| What you should do |
The data must be returned in full and exactly as given.

| Materials provided |

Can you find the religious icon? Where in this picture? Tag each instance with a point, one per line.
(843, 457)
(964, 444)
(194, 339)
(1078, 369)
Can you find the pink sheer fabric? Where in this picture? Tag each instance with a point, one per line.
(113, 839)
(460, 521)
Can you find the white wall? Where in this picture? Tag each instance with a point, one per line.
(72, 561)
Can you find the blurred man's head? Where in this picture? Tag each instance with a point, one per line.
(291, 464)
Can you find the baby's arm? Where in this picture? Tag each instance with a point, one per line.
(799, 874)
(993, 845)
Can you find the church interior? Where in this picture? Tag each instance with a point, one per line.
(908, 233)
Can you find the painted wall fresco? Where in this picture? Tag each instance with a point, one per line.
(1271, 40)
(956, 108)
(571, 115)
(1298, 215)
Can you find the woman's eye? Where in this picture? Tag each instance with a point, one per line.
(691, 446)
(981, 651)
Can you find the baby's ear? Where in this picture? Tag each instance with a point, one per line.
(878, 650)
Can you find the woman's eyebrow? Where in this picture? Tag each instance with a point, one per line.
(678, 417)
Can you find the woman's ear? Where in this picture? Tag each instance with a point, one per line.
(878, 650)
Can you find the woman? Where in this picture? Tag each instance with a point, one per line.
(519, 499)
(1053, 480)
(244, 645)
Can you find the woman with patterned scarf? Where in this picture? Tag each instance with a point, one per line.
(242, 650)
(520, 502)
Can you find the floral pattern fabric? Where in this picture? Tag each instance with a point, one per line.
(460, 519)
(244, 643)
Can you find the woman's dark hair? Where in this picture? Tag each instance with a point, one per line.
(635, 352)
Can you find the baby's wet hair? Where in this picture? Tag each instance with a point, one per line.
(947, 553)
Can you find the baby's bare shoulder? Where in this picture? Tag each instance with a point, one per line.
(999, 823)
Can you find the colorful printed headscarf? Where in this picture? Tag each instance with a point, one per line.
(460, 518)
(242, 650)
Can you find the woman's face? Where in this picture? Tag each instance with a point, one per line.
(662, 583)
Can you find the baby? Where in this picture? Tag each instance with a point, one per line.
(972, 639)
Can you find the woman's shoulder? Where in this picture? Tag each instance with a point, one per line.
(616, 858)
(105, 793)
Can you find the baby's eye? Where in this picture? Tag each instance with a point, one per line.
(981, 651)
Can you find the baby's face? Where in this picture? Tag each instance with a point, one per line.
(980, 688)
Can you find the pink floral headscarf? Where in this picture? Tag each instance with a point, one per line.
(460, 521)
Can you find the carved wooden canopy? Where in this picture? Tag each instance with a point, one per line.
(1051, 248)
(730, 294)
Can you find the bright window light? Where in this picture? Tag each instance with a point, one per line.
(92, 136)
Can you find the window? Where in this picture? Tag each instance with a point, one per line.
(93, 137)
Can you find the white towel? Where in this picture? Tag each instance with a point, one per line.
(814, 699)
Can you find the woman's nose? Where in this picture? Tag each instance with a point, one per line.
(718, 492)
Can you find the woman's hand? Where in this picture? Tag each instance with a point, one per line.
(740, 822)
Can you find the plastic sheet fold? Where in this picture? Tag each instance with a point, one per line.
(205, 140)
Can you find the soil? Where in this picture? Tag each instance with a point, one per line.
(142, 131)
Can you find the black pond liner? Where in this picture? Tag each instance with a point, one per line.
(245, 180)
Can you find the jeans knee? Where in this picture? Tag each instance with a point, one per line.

| Answer for the task |
Can you find the religious icon? Where in this picture? Tag each instance with a point, one per line.
(843, 457)
(964, 444)
(194, 339)
(1078, 369)
Can you find the pink sheer fabric? Where in this picture? Tag each instance with a point, one per line.
(113, 839)
(460, 521)
Can you find the white wall? Where in this picture? Tag each instance with a point, one per line.
(72, 561)
Can you find the blurred man's head? Where in this picture? Tag each instance with a point, one per line.
(291, 464)
Can you find the baby's arm? Where in this picture? Tag each instance with a point, one per line.
(799, 874)
(993, 845)
Can you find the church interior? Where in this picture? Tag each instance with a point, one per line.
(908, 233)
Can you find the painted wall fresco? Where in this picture? Tag each instance with a point, one per line.
(1271, 40)
(956, 108)
(571, 115)
(1298, 215)
Can you find the woman's eye? Where in this picture? Tag each instance with a point, one per line.
(691, 446)
(981, 651)
Can you find the baby's ear? Where in this picture? Tag each instance with a point, one per line.
(878, 650)
Can you find the woman's eyebrow? Where in this picture? Tag each instance with a point, one per line.
(678, 417)
Can you find the woman's ear? Where in this picture? Tag each instance with a point, one per line.
(878, 650)
Can you find the woman? Where in this picture? Tag each instance with a point, one per line.
(519, 499)
(1053, 480)
(244, 645)
Can you find the woman with patterned scarf? Where in this picture? Tag each instance with a point, one per line.
(242, 650)
(520, 502)
Can you find the floral pattern fabric? Where in this picture? Tag each instance with a point, one per line.
(460, 519)
(244, 643)
Can you find the woman's dark hair? Where in this picture? Tag each instance with a point, one per line.
(635, 352)
Can you find the baby's wet hair? Where in this picture? Tag each instance with a point, one per line.
(947, 553)
Can you find the baby's bare shoulder? Where in this picture? Tag each instance with a point, one per line.
(999, 823)
Can you find the colorful printed headscarf? Where in this picture? Tag each instance with a point, one per line.
(460, 518)
(242, 650)
Can you find the woman's face? Where in this picture? Tag each instance with a point, one per line.
(662, 583)
Can you find the baby? Where in this picture? Tag each instance with a point, one per line.
(972, 639)
Can you find the woman's shoulder? Where in this picture? Tag each instance with a point, one per line.
(616, 858)
(105, 793)
Can you find the baby's eye? Where in this picture? Tag each instance with a point, one per line.
(981, 651)
Can you find the baby's face? Where in this picture? Tag each instance with a point, one per line.
(980, 688)
Can you find the pink floral headscarf? Where in this picture? Tag each instance with a point, one per line.
(460, 521)
Can you find the carved wooden canopy? Where in this picture? Tag each instance with a point, one per line.
(1051, 248)
(730, 294)
Can you find the bright window light? Where in this picture? Tag each instance with a point, one per line.
(92, 136)
Can you find the window? Where in this picture? Tag each instance with a point, one per line.
(93, 137)
Can you find the white towel? Where in this picture? Tag each instance with a point, one per line.
(814, 699)
Can you find the woman's nose? Where in this picture? Tag each instance with a point, one per line.
(718, 492)
Can you find the woman's hand? Where in this picture? Tag each instance with a point, one per line.
(740, 822)
Can you find the plastic sheet fold? Where in this picture? Tag each instance with a point, one per line.
(205, 140)
Can you find the soil? Where in this picture? Tag each instance with a point, one per line.
(142, 131)
Can you find the black pond liner? Where in this picture? Tag each instance with a point, one per line.
(245, 180)
Can you find the jeans knee? Where in this picture? Tag each instance with a point, one per line.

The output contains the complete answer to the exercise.